◆ **To be done**
Only the lines from the one containing "drop a dot on every instance of the baby's head" through the end of the entries should be repeated, exactly as they appear, first and last included.

↓

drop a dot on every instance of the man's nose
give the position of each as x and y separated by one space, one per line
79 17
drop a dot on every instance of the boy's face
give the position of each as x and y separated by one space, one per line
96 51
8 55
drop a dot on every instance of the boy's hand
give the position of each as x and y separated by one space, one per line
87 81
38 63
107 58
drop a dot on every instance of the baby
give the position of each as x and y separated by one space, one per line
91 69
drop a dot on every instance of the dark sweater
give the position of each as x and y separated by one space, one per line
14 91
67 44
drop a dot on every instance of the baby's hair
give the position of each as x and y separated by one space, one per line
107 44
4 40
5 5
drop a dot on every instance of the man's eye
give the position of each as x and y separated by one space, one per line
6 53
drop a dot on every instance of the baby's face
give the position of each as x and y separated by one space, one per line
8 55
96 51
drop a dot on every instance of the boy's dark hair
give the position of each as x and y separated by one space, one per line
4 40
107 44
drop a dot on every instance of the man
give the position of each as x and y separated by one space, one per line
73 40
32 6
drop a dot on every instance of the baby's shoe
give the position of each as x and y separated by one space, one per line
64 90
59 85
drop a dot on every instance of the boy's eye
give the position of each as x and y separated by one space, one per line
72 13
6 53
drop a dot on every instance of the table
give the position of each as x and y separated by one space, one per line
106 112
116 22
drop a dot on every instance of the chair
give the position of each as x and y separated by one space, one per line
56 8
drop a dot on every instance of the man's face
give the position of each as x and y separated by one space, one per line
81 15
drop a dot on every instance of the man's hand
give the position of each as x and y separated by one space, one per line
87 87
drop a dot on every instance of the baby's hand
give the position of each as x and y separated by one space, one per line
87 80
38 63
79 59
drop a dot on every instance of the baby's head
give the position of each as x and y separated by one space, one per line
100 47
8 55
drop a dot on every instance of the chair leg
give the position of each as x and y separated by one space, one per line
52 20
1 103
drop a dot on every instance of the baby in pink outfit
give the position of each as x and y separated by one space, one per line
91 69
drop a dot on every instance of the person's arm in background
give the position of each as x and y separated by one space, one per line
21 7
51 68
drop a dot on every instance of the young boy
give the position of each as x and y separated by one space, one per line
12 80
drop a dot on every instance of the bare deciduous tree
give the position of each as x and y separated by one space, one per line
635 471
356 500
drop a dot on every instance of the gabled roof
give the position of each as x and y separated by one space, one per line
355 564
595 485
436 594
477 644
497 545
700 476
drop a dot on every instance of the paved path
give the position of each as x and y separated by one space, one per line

↑

◆ **The output**
drop a dot on every instance of the baby's head
give the position of each as x and y separated by one space, one per line
100 47
8 55
drop a dot on every instance of the chair leg
give the position of each as x and y separated by one space, one per line
52 20
1 103
drop a dot on every instance of the baby in pink outfit
give the position of each as x and y separated by one space, one per line
91 69
drop a dot on every instance of the person's arm in background
give the position of each as x and y separated by one space, one per line
21 7
51 68
drop a dot on every instance of the young boy
give the position of each as x and y separated by one space, one per line
12 80
drop a dot on every instance of the bare deciduous tree
give the position of each as x and y separated by one space, one per line
635 471
356 500
drop a dot on every instance of the gabled roof
give the position of each as x and y separated by one space, one per line
355 564
595 485
436 594
477 644
497 545
700 476
drop a dot on every instance of the paved path
give the position of each as x and y separated by one space, one per line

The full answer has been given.